* [Material shown]:
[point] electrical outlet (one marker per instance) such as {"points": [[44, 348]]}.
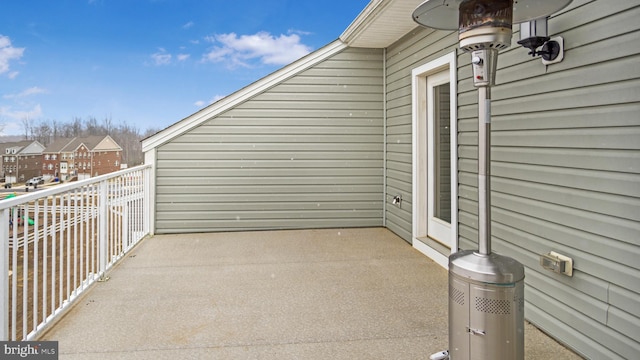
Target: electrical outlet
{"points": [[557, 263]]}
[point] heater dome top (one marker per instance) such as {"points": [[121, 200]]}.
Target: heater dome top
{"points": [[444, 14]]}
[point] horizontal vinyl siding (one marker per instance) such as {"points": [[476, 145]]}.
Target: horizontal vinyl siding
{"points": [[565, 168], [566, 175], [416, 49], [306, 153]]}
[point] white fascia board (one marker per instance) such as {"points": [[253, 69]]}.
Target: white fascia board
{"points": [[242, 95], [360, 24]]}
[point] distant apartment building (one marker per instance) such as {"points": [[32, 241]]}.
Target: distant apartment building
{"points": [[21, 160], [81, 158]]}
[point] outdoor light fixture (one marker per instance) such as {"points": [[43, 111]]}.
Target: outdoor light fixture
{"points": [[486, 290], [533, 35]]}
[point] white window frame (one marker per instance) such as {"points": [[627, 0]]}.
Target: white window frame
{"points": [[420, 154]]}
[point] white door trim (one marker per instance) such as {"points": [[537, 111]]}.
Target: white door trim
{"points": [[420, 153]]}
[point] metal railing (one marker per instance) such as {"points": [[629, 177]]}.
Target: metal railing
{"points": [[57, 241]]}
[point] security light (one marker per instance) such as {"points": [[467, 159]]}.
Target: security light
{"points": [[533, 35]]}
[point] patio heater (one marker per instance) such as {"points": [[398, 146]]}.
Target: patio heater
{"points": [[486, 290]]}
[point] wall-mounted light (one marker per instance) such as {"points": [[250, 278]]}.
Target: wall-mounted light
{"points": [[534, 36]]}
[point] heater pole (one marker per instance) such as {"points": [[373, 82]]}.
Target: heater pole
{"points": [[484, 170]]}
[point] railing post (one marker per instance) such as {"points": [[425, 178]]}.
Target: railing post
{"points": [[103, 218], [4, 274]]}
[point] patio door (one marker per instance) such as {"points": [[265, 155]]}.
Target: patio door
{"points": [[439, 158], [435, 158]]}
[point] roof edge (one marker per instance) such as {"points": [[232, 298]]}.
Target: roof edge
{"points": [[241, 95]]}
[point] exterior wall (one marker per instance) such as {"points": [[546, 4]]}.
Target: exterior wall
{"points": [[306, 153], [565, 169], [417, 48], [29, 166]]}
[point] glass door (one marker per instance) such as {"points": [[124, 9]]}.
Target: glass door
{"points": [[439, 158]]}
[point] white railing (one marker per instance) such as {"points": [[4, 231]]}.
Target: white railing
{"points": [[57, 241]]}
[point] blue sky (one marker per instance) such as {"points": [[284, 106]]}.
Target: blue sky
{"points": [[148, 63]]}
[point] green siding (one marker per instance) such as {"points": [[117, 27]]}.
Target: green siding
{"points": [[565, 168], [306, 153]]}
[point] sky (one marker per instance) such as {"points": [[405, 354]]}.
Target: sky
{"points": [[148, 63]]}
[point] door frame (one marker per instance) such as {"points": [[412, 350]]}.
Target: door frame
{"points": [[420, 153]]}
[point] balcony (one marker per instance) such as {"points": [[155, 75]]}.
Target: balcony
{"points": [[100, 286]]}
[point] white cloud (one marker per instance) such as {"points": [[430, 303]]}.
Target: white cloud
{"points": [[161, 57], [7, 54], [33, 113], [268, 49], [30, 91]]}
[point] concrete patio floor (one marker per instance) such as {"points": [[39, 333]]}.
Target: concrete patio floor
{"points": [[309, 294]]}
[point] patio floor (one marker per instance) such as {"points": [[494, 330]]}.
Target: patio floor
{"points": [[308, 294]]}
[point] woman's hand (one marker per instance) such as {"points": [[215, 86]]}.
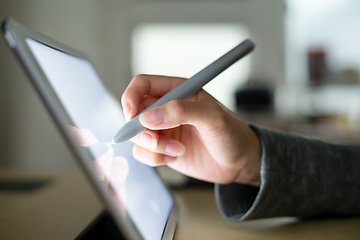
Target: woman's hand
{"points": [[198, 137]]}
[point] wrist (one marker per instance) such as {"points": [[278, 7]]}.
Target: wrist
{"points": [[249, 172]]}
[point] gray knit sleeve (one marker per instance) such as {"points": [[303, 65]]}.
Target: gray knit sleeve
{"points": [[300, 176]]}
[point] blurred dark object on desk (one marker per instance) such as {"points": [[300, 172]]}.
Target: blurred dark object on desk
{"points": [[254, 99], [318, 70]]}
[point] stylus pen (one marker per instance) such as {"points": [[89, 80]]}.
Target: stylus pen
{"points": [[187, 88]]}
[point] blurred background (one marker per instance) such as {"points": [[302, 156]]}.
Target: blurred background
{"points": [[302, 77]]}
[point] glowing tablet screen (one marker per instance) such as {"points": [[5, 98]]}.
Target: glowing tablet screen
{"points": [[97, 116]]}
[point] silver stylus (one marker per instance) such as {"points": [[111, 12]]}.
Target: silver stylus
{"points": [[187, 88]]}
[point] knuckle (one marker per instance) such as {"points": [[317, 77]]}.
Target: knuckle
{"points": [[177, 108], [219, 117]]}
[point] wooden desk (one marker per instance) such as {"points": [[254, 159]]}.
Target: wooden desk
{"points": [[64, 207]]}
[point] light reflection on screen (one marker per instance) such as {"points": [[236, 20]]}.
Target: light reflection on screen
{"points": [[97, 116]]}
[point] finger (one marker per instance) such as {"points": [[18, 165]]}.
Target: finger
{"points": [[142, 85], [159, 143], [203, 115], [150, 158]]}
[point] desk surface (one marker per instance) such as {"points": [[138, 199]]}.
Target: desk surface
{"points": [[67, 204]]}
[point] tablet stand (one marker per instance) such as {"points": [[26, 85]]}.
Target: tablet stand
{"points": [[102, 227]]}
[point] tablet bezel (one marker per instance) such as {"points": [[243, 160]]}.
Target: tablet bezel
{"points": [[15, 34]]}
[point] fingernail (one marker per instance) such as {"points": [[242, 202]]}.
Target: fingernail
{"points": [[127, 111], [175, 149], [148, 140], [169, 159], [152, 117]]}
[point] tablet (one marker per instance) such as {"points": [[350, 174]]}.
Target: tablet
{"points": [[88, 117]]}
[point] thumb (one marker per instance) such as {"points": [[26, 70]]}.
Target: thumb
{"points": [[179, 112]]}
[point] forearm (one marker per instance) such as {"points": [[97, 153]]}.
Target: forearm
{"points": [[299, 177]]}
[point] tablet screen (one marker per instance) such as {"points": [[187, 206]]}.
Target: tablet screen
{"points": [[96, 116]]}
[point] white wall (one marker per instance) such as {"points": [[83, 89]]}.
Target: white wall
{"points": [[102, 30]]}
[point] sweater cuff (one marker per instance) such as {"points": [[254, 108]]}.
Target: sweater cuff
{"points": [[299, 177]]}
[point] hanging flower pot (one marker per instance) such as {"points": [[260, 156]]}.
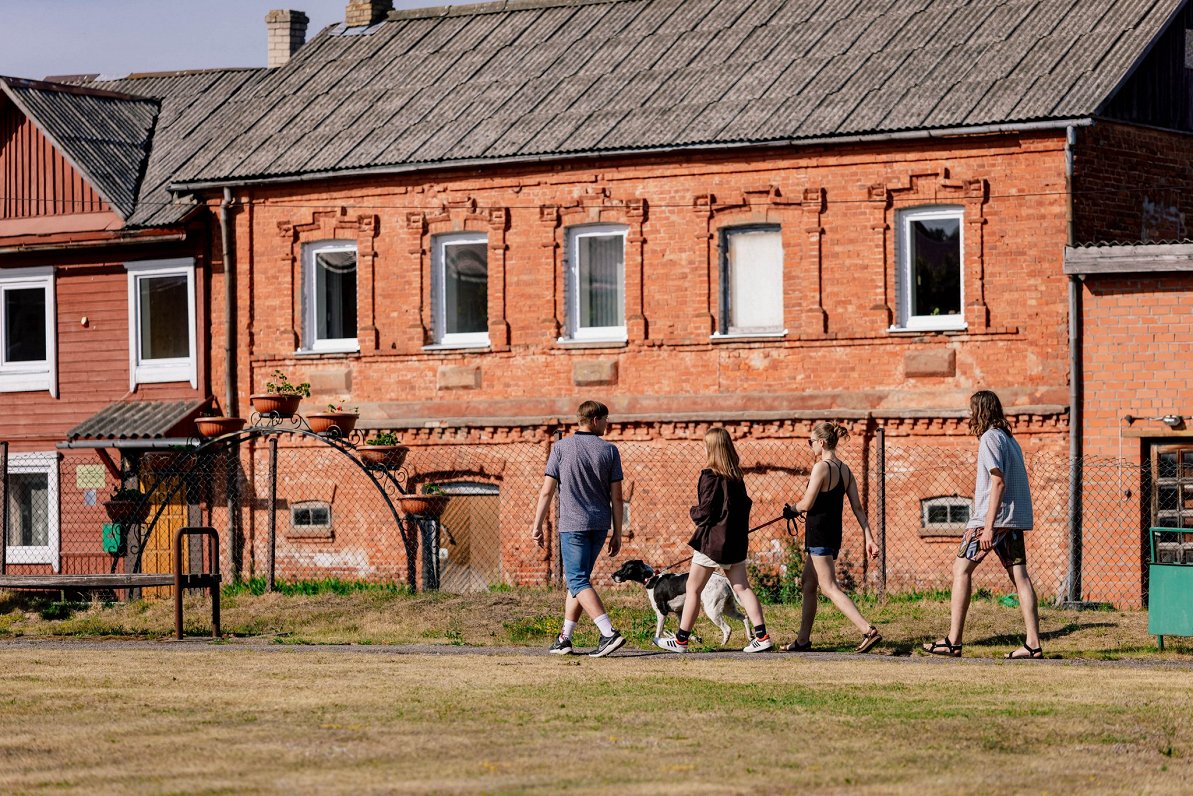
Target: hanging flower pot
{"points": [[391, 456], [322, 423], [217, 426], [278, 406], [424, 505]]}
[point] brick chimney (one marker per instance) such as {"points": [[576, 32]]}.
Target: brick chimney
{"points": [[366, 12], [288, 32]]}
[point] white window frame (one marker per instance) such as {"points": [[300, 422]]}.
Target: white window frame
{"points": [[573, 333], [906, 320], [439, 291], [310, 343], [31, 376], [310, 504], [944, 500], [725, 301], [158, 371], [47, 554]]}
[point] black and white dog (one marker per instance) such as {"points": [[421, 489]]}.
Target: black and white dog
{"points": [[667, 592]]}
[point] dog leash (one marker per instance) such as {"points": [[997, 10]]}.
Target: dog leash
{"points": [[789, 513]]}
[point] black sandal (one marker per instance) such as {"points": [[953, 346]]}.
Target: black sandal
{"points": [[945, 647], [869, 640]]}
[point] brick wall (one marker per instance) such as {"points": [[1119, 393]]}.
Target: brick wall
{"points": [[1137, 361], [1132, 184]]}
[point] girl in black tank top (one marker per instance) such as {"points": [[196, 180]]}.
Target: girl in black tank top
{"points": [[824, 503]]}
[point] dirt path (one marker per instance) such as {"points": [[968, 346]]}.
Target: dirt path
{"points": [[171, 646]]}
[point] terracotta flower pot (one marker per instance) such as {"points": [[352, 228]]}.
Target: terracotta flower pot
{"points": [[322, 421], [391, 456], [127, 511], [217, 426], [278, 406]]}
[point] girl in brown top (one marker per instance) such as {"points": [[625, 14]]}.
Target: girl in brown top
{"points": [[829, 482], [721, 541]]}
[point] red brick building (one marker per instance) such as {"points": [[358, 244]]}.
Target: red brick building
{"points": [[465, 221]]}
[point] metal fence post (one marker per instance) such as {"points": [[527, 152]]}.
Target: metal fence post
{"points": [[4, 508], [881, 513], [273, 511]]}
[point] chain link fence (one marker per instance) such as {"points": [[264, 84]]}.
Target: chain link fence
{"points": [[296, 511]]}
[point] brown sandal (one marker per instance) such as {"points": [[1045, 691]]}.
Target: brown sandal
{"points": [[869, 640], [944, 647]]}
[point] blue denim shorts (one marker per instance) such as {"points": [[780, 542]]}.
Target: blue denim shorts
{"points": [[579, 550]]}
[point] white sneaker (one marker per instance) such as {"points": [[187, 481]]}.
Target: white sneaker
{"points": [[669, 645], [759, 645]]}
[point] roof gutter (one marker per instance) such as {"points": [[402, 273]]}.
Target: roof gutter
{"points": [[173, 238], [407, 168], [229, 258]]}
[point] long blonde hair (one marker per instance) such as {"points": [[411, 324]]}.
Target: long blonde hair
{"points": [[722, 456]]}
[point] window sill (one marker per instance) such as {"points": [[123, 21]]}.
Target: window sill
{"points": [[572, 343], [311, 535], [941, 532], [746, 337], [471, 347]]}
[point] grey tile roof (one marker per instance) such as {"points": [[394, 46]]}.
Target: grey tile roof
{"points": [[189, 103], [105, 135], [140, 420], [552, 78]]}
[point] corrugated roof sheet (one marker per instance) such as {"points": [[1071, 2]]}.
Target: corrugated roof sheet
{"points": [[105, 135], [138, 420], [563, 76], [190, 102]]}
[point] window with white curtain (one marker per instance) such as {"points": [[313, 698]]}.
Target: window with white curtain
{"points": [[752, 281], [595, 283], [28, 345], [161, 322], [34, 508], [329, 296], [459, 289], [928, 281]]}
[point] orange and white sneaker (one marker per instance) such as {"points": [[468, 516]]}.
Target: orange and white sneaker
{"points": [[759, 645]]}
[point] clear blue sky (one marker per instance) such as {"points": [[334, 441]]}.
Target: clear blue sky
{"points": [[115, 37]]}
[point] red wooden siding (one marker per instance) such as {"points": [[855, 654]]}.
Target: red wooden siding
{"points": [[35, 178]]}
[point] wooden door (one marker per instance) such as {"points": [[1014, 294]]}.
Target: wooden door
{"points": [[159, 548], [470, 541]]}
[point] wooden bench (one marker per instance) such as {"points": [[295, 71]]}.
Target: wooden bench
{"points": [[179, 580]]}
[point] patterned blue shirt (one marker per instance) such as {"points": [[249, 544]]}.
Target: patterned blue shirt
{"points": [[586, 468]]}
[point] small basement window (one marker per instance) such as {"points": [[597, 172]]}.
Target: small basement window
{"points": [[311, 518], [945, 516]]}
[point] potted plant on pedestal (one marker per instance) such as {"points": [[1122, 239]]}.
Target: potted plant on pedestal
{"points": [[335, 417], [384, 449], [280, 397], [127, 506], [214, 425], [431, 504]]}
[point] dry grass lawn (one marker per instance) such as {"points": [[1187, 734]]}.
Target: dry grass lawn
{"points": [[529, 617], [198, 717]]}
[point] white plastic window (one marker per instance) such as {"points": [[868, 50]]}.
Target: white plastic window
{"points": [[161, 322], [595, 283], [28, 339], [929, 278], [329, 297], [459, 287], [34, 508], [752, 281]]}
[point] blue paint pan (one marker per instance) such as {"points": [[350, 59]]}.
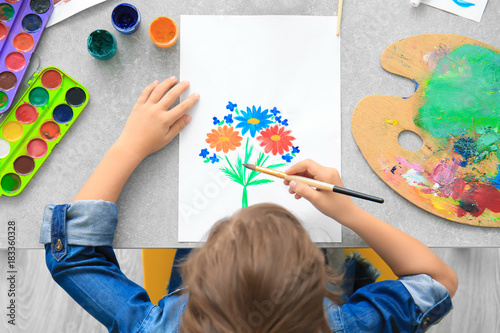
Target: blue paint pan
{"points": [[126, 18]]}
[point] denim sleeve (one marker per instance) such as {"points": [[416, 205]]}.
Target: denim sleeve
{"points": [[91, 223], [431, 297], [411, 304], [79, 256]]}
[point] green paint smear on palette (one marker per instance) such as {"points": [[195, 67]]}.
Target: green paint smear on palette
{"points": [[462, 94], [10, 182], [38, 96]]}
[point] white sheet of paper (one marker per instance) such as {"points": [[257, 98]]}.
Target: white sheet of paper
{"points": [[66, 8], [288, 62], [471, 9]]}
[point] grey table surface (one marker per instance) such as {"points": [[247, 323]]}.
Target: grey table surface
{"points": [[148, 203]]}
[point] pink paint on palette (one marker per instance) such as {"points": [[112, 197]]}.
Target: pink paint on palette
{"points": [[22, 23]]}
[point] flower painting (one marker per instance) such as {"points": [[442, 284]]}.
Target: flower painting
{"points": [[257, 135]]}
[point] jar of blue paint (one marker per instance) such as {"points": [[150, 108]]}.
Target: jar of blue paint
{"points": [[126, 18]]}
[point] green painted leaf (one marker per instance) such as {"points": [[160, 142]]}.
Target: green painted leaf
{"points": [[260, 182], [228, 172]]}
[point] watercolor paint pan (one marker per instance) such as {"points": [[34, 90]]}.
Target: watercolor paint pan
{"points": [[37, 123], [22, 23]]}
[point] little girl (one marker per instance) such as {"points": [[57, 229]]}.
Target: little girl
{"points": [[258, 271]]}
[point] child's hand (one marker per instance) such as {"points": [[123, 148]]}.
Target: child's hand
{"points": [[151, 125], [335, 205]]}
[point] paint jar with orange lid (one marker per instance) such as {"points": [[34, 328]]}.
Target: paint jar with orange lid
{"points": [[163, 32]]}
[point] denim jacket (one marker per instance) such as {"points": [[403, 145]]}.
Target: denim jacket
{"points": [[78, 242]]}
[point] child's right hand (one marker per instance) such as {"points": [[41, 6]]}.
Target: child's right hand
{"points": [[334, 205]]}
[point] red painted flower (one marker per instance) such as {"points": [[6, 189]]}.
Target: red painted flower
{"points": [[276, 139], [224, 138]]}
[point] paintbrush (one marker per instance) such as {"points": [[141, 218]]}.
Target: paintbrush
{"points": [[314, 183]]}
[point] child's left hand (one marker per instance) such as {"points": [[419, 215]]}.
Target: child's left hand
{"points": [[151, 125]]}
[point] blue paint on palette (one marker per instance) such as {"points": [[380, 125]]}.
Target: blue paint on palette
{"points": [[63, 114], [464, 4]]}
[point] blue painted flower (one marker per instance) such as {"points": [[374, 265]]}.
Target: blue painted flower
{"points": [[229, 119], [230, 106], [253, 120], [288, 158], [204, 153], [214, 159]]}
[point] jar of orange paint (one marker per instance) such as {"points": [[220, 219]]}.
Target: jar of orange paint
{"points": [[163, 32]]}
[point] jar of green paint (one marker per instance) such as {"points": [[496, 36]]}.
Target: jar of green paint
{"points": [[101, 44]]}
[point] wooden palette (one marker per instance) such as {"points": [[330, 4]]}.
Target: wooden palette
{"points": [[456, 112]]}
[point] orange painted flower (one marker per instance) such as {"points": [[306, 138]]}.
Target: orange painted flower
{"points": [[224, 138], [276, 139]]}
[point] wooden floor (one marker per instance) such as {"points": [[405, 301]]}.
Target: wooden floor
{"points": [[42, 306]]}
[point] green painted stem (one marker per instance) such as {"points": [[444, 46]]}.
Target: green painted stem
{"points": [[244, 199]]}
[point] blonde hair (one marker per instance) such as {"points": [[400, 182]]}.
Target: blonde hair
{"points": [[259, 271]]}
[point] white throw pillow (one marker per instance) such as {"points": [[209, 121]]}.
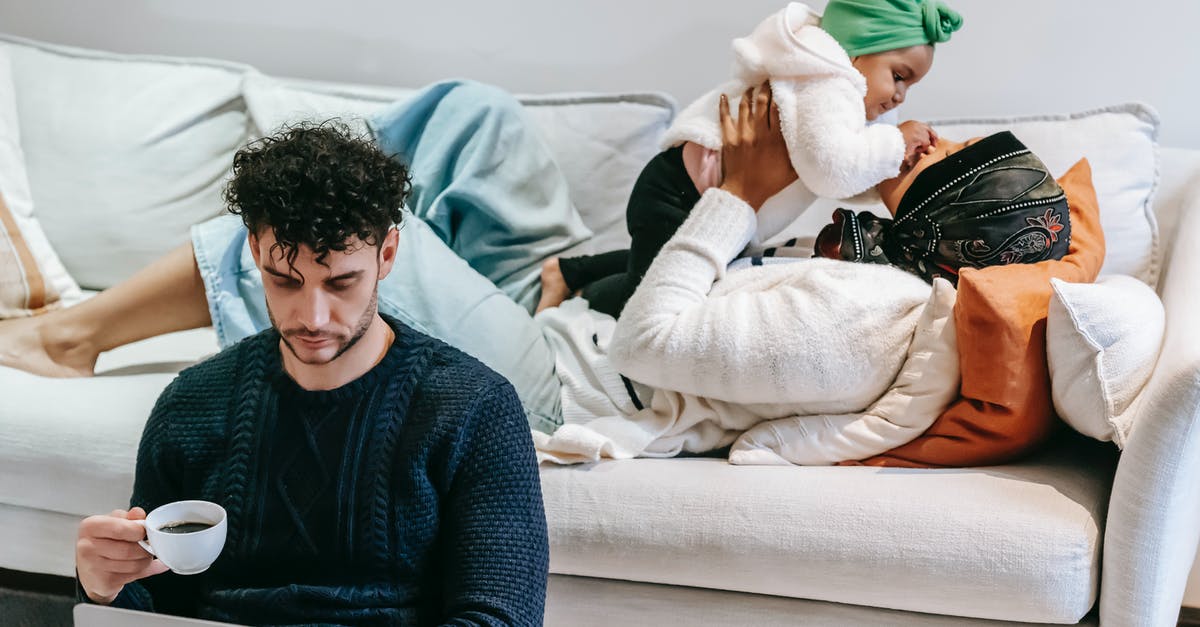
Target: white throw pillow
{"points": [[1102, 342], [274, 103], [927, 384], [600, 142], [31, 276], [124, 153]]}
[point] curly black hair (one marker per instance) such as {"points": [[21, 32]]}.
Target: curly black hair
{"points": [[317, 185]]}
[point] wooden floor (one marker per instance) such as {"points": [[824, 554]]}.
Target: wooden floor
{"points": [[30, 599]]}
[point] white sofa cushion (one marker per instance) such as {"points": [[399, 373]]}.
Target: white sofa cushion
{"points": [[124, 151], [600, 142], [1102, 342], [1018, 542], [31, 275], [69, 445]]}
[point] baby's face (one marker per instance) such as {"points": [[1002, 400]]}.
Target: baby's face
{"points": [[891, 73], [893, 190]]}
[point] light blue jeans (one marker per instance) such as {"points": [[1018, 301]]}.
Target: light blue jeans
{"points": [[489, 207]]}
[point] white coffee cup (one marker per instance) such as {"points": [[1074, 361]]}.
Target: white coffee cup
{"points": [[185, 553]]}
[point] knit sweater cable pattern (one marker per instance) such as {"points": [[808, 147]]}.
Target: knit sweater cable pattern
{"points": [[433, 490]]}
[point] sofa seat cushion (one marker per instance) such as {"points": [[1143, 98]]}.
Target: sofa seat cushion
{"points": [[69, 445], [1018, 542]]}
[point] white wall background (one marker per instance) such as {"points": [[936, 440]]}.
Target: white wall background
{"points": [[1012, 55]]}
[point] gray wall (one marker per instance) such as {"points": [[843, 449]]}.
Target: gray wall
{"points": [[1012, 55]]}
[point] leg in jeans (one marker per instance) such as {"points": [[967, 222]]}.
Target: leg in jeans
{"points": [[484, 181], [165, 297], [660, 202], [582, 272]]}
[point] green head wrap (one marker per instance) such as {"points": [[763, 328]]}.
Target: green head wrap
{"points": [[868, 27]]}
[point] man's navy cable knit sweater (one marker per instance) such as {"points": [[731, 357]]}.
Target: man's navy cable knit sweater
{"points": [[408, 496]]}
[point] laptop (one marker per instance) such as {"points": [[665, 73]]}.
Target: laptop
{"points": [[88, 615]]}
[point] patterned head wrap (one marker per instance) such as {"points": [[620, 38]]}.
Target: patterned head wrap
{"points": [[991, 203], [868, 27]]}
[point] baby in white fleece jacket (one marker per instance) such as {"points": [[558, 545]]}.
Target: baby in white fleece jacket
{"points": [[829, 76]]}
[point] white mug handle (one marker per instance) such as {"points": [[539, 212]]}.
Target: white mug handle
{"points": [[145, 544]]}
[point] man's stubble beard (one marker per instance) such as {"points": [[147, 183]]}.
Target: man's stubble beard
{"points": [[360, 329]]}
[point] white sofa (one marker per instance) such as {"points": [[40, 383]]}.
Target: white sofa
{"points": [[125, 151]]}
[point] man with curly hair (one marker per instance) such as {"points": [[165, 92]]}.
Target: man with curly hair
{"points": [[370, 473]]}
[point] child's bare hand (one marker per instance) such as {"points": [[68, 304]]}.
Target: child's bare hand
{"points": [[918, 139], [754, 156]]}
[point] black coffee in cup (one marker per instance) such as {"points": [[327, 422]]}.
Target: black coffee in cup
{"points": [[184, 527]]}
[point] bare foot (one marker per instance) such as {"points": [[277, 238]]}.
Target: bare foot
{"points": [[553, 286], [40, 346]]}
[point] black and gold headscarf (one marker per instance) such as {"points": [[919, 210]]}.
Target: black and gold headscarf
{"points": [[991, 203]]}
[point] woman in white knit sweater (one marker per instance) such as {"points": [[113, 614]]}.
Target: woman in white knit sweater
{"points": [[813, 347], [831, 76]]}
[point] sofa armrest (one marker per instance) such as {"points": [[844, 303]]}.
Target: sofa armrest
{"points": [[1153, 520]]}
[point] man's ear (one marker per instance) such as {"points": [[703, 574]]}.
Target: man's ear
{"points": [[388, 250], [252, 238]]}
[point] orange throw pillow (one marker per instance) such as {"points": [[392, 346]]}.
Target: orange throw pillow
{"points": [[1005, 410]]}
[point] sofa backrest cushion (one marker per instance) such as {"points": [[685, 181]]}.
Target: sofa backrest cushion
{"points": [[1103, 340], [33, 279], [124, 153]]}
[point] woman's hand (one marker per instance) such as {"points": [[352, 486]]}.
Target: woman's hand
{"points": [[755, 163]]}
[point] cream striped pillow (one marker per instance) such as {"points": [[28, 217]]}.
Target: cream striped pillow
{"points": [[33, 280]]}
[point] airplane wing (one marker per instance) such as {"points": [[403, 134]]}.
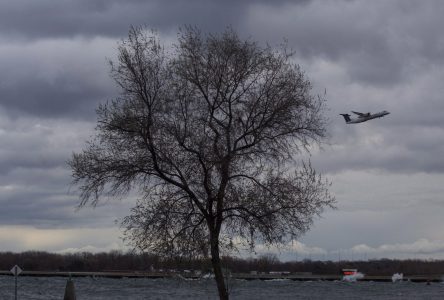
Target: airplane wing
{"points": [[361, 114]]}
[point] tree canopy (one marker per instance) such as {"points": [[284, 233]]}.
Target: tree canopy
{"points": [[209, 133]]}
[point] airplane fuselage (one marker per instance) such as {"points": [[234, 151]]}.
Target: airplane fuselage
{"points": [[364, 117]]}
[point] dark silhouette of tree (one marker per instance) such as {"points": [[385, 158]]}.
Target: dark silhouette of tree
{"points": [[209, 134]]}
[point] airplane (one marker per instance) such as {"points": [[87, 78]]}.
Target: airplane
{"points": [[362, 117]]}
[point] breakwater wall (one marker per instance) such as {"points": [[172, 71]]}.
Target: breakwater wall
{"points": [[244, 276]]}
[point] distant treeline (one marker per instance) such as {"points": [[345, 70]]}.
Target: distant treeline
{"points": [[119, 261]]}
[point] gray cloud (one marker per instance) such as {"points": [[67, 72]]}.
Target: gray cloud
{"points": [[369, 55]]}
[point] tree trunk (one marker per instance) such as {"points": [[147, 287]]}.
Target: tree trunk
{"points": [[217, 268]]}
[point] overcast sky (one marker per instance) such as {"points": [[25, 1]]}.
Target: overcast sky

* [Exercise requirements]:
Copy each line of the listing that includes "overcast".

* [Answer to this task]:
[point] overcast sky (one marker per instance) such as {"points": [[25, 1]]}.
Target: overcast sky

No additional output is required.